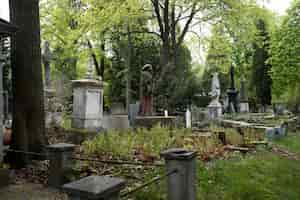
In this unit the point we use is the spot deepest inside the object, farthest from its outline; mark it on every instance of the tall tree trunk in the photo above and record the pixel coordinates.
(128, 80)
(28, 97)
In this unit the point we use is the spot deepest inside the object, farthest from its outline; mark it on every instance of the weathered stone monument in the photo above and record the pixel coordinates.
(146, 90)
(232, 94)
(1, 112)
(47, 56)
(215, 107)
(87, 102)
(244, 103)
(188, 118)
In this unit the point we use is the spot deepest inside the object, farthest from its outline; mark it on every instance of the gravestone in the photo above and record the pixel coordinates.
(244, 102)
(215, 107)
(188, 119)
(87, 102)
(47, 56)
(232, 94)
(1, 111)
(95, 188)
(134, 110)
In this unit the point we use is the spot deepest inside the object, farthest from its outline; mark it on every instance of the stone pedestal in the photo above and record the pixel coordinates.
(244, 107)
(1, 112)
(214, 110)
(60, 163)
(95, 188)
(87, 104)
(188, 119)
(182, 184)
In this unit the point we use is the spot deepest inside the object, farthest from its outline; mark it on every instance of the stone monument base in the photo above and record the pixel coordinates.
(244, 107)
(88, 124)
(214, 110)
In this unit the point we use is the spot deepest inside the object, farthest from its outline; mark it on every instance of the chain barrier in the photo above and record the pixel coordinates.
(24, 152)
(118, 162)
(148, 183)
(112, 162)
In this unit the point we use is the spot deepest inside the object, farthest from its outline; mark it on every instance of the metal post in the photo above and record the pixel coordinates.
(181, 185)
(60, 163)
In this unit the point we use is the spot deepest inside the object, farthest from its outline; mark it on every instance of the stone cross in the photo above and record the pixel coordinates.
(47, 57)
(90, 69)
(232, 83)
(215, 88)
(243, 91)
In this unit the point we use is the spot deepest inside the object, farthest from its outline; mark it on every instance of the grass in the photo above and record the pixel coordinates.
(257, 176)
(291, 143)
(261, 176)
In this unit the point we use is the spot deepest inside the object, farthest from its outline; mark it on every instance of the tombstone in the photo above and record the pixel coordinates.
(188, 119)
(46, 57)
(87, 102)
(215, 107)
(95, 188)
(134, 110)
(244, 102)
(1, 110)
(232, 94)
(146, 90)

- **EXERCISE DETAILS**
Where an entry includes a picture, drop it, and print the rest of the material word for word.

- **EXPECTED ANSWER**
In this unit the point we use is the spot deepest inside the object, farthest from its outline; mark it on every instance of the tall tree trunk in the photo above and record the pixel coordinates.
(128, 80)
(28, 97)
In this unit the point we use is the spot deepest inside the object, farthest from its outline; mark it on every instance of the weathered stone monument in the photo above and record the pixel coordinates.
(146, 90)
(232, 94)
(1, 112)
(47, 56)
(215, 107)
(87, 102)
(244, 103)
(188, 118)
In this unit the point we use is the spot deepest inside the object, farthest from its outline; mark it on every instance of the gravestone in the photo above and record the pixel coordinates.
(244, 102)
(215, 107)
(188, 119)
(87, 102)
(47, 56)
(232, 94)
(1, 111)
(95, 188)
(134, 110)
In this unit the point we use is the spot deepest inside the object, farthest from its outline; mark it on every instance of the stone pedestal in the photo above and record the pixel coordinates.
(244, 107)
(1, 112)
(214, 110)
(60, 163)
(95, 188)
(87, 104)
(188, 119)
(182, 184)
In this unit the point we use is the spot deepest inside the object, farthest from its outline; mark it on every instance of the stone monument base in the photo above and record the pixel coordinates.
(244, 107)
(88, 124)
(214, 110)
In this unit the point we use is the spot deepest inside the object, farthest from its outline; mark it on every instance of the chain barrier in the photo above and record the pixel coordinates.
(24, 152)
(118, 162)
(148, 183)
(112, 162)
In this unit the point we use is the spot deepest inside the object, farthest from its outline; mark it on every instance of the metal post in the photo above and record the pixel coordinates.
(181, 185)
(60, 163)
In this unit the point we use is the spot deepest inside the object, farthest from its outline; mark it on every instance of the stone cross in the photo above and record the pixel coordinates.
(47, 57)
(90, 69)
(232, 83)
(215, 88)
(243, 91)
In this unit the point we use is the spot deepest inside the object, farthest from its outline; mark it on every instance of the grass in the photo above and record the pixel coordinates.
(257, 176)
(291, 143)
(261, 176)
In this unit the point we use is the spot deepest inside the object, farthest from its outline; mark it on every instance of the tombstone in the photo above and record the pixel coordinates.
(188, 119)
(46, 57)
(87, 102)
(215, 107)
(95, 188)
(134, 110)
(244, 102)
(1, 110)
(232, 94)
(146, 90)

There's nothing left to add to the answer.